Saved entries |
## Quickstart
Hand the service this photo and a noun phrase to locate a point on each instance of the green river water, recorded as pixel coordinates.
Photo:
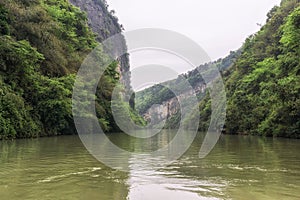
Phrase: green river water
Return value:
(239, 167)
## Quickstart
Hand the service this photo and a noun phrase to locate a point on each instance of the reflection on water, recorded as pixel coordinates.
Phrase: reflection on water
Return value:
(238, 168)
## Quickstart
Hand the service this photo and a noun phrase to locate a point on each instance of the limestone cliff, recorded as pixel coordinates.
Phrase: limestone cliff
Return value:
(105, 24)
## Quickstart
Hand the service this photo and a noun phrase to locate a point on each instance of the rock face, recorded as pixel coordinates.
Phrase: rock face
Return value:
(105, 25)
(170, 108)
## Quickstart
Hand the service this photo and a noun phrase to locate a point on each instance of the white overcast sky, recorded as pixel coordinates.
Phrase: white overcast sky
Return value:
(218, 26)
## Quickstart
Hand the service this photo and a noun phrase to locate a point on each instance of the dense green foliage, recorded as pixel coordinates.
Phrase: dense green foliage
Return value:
(262, 83)
(263, 87)
(42, 45)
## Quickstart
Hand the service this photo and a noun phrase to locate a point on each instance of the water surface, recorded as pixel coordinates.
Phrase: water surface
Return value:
(239, 167)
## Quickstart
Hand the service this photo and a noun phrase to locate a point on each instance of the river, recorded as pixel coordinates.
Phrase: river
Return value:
(239, 167)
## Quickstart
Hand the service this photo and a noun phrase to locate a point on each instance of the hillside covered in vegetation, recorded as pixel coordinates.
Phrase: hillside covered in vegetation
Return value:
(262, 83)
(42, 45)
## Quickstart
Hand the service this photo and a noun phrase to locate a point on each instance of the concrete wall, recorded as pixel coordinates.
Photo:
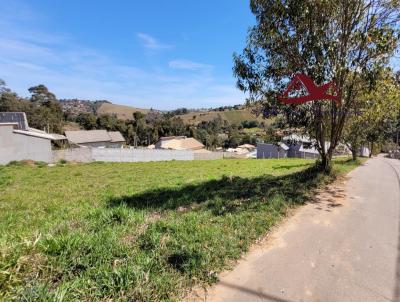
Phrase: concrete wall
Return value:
(140, 155)
(270, 151)
(82, 155)
(15, 146)
(208, 156)
(102, 144)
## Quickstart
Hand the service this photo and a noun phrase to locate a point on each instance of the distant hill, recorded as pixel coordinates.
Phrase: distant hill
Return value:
(121, 111)
(233, 116)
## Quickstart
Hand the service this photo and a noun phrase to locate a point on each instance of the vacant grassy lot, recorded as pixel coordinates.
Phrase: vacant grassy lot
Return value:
(141, 231)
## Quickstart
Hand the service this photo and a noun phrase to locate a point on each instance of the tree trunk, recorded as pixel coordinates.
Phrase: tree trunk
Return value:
(326, 163)
(354, 154)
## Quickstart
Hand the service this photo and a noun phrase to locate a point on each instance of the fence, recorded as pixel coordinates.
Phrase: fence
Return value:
(139, 155)
(83, 155)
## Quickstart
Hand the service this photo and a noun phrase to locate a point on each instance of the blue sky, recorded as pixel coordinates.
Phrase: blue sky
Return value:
(160, 54)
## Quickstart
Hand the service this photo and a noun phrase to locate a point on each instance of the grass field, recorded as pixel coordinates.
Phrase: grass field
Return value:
(140, 231)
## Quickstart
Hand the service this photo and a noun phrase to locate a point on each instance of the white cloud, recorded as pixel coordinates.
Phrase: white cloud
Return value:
(29, 56)
(188, 65)
(151, 43)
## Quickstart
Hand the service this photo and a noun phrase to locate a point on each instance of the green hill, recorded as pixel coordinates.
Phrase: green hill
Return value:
(121, 111)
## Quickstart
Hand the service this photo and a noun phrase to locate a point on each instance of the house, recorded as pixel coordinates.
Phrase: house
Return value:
(179, 143)
(95, 138)
(291, 146)
(272, 150)
(248, 147)
(18, 141)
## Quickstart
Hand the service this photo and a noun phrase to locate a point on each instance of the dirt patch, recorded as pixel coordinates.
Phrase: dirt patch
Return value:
(325, 199)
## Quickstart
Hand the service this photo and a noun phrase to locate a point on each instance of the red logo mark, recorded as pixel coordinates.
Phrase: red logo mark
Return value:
(314, 92)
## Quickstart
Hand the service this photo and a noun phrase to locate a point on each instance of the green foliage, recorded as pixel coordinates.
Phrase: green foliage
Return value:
(140, 231)
(42, 109)
(339, 41)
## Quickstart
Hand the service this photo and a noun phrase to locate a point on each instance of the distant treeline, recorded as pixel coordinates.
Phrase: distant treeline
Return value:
(45, 112)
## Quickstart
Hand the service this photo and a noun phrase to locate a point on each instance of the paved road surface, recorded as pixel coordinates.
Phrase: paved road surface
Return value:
(345, 247)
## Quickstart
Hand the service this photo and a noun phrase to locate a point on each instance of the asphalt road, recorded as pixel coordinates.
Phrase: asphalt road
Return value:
(343, 247)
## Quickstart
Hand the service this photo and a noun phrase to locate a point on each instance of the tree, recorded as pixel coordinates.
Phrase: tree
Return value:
(333, 40)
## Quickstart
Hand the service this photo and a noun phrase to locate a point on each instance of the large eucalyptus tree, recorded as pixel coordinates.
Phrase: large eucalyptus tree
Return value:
(344, 41)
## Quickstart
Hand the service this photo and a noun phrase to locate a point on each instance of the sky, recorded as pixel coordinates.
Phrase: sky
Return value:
(161, 54)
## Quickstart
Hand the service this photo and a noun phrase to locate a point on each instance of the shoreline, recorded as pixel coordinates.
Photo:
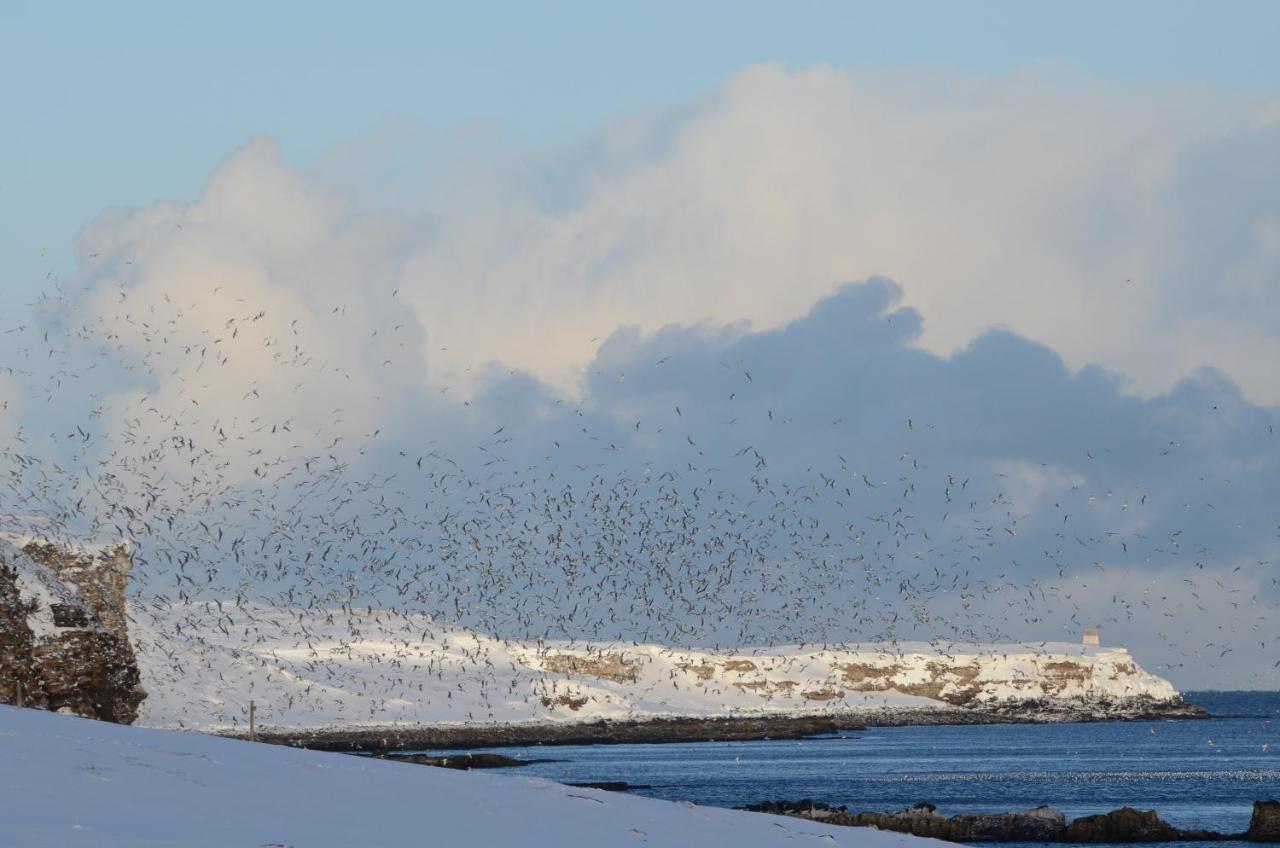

PROMPT |
Your task is to repeat the opening line of the entries above and each line after it, ending with the line that has "distant hill, recorded as pixel coordinates.". Do not include the pictures.

YOUR SOLUTION |
## Quickstart
Hand the service this photo and a noun phrase to locate a point on each instance of the green river water, recorded as pixel coordinates.
Photo:
Phrase: green river water
Return value:
(239, 167)
## Quickstart
Hand the service this photo and a noun phrase to locate a point on each instance of the reflection on water, recorded as pixel coordinates.
Phrase: reflection on water
Return value:
(238, 168)
## Quickstart
Hand the service this photo and a noun phrase to locate a point on each instance of the limestone cliff, recorded as pixel coordinates.
Phrase: limestone cliff
Return value:
(105, 24)
## Quickstart
Hand the service this photo and a noun phrase to locate a point on each instance of the rock face, recorded as pixel coordinates.
Phrase: rock face
Return value:
(105, 25)
(170, 108)
## Quickstart
Hand the service this photo and a noun phrase to locate a point on each instance of the white overcast sky, recorded as pixel coordinates.
Phrase: white overcast sky
Return value:
(218, 26)
## Quickstart
Hand the service this photo and a noun phrase to locate a point on each instance of the dense green foliage, recorded as pixel coordinates.
Phrase: dense green foliage
Return value:
(262, 83)
(263, 87)
(42, 45)
## Quickstart
Hand the service this photo and a noun phrase to locate a point on each instance of the water surface, recorded as pixel coordinates.
Phrase: water surface
Return value:
(239, 167)
## Quickstart
Hand the service this photo and a noun phrase to locate a point on each instance of the river, recorded as pixel coordinates.
Phrase: river
Return value:
(239, 167)
## Quickstart
Hand the service this photo and a noun phrase to locate a point on each instance of the hillside covered in vegetation, recorded as pixel coordinates.
Phrase: hillside covered in vegetation
Return value:
(262, 83)
(42, 45)
## Quickstart
Hand the service this photo and a noun phrase to locate a point on each instance of the concrete wall, recorded as pixel coordinates.
Photo:
Phrase: concrete wall
Return value:
(140, 155)
(270, 151)
(82, 155)
(15, 146)
(208, 156)
(102, 144)
## Quickstart
Hand the service this photo and a noun phrase to locate a point on each instance of the distant hill, recorded as pixel coordinates.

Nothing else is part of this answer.